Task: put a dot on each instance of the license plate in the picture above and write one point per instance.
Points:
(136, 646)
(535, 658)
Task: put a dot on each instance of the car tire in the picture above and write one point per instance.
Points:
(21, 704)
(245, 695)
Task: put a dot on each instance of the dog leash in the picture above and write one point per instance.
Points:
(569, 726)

══════════

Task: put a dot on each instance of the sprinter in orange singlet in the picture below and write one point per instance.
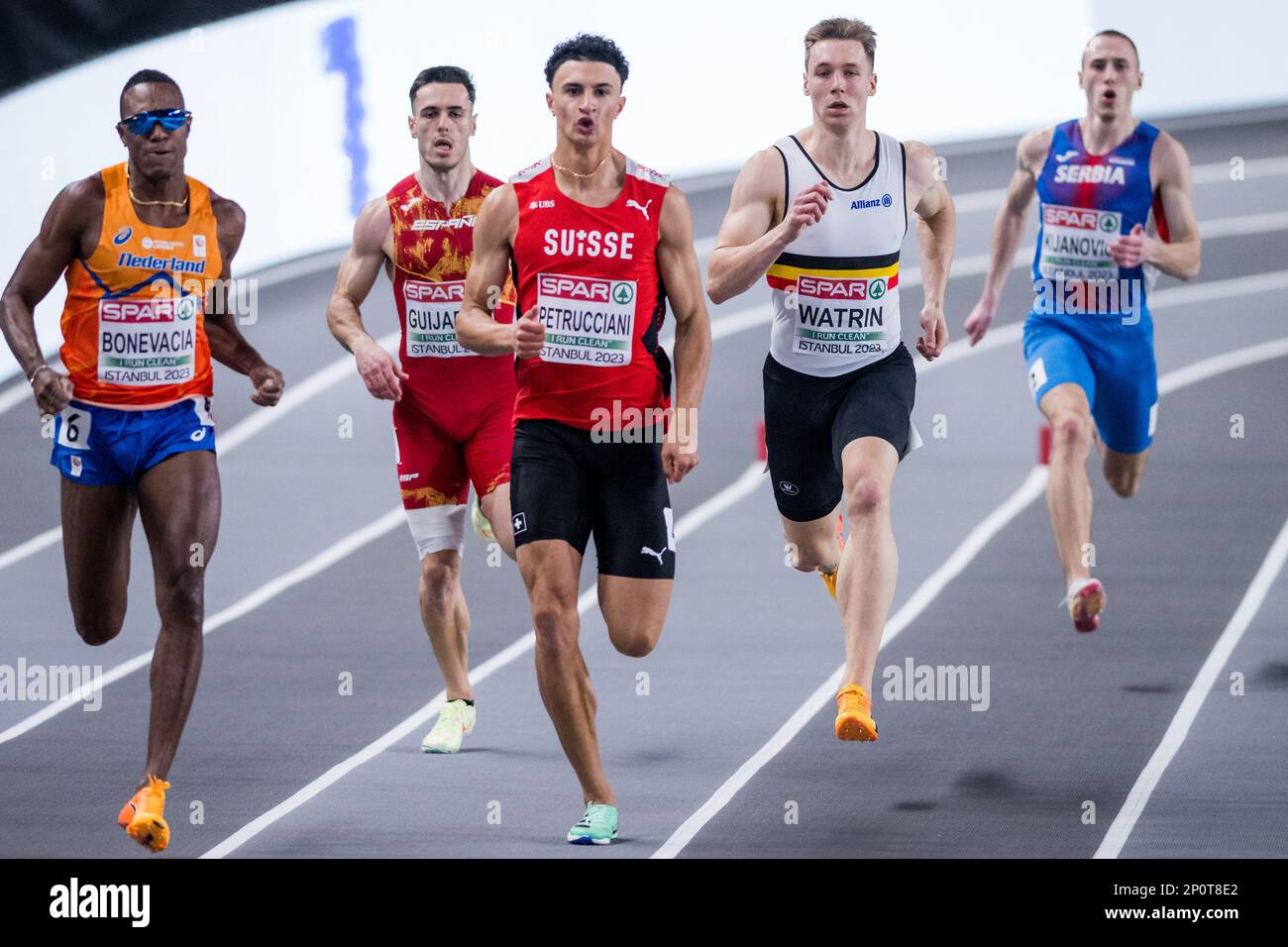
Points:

══════════

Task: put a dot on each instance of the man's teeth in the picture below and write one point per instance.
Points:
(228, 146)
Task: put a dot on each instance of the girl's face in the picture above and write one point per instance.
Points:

══════════

YOUR GOAL: Pull every line containing the word "below" out of the material.

WRITTEN ANSWER:
Task: put a dot on each instance of the sprinter in orange singlet in the picture below and write one point per instance.
Task: put a dot on each instance of the man's teeth in the picture below and write one point per instance.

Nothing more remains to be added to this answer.